## Entries provided
· · · ·
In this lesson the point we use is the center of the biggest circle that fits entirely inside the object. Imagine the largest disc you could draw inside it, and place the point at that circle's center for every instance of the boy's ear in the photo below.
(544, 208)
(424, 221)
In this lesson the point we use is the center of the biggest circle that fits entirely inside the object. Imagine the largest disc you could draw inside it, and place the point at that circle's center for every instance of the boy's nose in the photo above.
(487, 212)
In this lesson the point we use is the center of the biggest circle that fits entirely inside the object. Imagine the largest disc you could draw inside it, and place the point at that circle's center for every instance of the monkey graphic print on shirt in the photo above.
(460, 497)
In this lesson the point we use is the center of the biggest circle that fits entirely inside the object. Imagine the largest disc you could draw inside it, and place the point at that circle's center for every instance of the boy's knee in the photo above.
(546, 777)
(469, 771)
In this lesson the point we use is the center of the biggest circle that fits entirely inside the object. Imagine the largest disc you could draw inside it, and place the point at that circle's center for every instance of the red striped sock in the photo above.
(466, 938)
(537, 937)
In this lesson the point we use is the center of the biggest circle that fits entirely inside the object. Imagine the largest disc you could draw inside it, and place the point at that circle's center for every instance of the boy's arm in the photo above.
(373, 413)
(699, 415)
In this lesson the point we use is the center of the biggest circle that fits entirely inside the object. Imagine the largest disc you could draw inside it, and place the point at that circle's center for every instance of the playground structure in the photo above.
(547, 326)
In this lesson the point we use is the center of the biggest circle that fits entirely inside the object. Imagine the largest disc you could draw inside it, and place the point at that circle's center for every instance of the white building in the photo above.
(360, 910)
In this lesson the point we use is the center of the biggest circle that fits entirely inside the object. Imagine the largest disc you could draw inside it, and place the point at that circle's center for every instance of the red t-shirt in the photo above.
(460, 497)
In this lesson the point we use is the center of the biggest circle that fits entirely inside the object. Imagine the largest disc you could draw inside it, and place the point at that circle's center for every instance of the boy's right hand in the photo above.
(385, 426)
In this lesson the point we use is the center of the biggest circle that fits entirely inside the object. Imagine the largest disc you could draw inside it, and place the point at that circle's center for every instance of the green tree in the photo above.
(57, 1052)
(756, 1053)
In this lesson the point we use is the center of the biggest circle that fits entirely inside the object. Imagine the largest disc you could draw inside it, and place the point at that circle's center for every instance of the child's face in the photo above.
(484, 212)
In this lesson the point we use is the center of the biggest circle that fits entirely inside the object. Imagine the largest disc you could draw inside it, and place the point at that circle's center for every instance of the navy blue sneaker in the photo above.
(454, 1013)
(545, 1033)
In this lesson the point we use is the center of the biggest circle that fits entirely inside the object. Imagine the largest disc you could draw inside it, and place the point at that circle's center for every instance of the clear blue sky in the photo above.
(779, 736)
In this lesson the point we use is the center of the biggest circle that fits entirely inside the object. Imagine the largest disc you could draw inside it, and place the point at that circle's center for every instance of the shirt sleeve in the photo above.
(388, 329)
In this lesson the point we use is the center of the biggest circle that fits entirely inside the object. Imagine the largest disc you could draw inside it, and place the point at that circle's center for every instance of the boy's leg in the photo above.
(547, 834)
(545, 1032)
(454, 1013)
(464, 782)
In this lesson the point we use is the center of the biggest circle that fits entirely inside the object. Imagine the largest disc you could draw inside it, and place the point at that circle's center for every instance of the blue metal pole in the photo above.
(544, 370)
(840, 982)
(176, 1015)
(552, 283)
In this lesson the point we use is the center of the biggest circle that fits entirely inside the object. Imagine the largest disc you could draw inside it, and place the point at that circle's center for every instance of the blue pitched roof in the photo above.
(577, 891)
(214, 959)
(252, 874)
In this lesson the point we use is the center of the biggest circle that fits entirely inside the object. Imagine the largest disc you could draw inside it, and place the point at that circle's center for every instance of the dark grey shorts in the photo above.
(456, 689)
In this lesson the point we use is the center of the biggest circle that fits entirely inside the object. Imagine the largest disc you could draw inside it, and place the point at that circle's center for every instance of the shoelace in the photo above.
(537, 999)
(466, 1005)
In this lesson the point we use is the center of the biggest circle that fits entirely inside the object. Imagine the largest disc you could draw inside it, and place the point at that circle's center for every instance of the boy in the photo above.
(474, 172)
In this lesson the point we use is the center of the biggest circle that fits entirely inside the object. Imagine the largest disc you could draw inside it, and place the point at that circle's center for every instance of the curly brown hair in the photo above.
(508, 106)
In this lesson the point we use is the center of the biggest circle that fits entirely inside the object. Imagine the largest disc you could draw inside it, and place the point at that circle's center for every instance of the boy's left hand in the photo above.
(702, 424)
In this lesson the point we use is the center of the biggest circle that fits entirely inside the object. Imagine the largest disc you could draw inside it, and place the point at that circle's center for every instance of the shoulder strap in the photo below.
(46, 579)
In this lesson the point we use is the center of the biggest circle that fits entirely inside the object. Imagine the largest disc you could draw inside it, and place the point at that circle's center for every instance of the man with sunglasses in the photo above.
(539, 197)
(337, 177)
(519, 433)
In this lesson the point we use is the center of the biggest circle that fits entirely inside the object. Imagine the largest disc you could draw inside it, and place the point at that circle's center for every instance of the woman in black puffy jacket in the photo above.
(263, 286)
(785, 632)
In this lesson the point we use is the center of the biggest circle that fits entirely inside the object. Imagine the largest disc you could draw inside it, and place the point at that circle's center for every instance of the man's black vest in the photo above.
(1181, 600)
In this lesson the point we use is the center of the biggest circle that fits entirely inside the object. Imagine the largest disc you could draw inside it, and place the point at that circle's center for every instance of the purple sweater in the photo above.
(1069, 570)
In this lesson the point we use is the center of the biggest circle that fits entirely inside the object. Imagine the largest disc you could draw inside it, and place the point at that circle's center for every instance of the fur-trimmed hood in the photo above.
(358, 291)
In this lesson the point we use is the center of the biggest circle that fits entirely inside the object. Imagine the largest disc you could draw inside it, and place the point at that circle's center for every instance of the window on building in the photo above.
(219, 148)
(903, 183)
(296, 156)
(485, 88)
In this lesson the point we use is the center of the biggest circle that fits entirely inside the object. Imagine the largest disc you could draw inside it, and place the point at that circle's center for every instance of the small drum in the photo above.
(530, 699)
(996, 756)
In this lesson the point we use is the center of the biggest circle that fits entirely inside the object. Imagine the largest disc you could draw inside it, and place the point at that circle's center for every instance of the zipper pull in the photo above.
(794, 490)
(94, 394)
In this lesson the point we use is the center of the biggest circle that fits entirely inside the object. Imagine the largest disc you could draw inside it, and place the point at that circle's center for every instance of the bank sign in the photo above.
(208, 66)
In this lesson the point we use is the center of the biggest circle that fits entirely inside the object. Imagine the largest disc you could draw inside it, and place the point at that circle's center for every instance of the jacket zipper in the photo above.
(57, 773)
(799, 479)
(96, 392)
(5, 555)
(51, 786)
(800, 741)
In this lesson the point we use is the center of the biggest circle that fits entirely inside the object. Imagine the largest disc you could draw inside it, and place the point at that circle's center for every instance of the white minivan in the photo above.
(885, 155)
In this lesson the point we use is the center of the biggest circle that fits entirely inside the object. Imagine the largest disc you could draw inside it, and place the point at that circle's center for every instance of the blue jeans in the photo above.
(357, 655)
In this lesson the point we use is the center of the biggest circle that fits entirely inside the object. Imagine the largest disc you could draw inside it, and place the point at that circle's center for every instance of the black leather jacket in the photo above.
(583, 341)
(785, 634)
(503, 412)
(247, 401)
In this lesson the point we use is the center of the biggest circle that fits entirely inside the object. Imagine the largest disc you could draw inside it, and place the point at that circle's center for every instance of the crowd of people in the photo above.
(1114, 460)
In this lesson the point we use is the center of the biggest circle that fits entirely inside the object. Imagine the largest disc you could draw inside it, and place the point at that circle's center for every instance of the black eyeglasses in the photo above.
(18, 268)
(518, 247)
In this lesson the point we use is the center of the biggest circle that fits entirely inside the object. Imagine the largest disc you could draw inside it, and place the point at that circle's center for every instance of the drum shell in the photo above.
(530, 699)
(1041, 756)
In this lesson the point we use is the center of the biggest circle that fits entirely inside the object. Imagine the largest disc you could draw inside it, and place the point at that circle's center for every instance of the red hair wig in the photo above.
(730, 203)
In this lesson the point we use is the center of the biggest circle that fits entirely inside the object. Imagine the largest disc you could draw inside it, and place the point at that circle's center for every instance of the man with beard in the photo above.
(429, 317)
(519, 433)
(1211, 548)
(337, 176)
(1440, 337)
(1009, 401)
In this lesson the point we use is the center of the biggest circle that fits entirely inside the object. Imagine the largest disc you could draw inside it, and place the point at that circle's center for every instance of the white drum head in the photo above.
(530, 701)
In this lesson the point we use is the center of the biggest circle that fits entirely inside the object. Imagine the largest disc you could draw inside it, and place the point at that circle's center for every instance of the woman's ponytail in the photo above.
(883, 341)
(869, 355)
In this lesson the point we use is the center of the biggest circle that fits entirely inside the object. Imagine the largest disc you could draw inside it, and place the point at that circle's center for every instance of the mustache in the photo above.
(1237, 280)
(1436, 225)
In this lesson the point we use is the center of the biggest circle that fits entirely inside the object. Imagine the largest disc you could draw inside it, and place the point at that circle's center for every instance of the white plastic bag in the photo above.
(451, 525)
· · · ·
## Exercise aim
Copy out the lines of the records from the one containing "vest in the photo above." through the one containing "(1181, 600)", both ends included, reproducing them word for word.

## In response
In this lesson the point we use is the center of the biggest circle that fits entirely inside the object. Imagine the largest disc you could draw inside it, and place the point at that circle's center for every instance of the man's black vest in the photo above.
(1181, 600)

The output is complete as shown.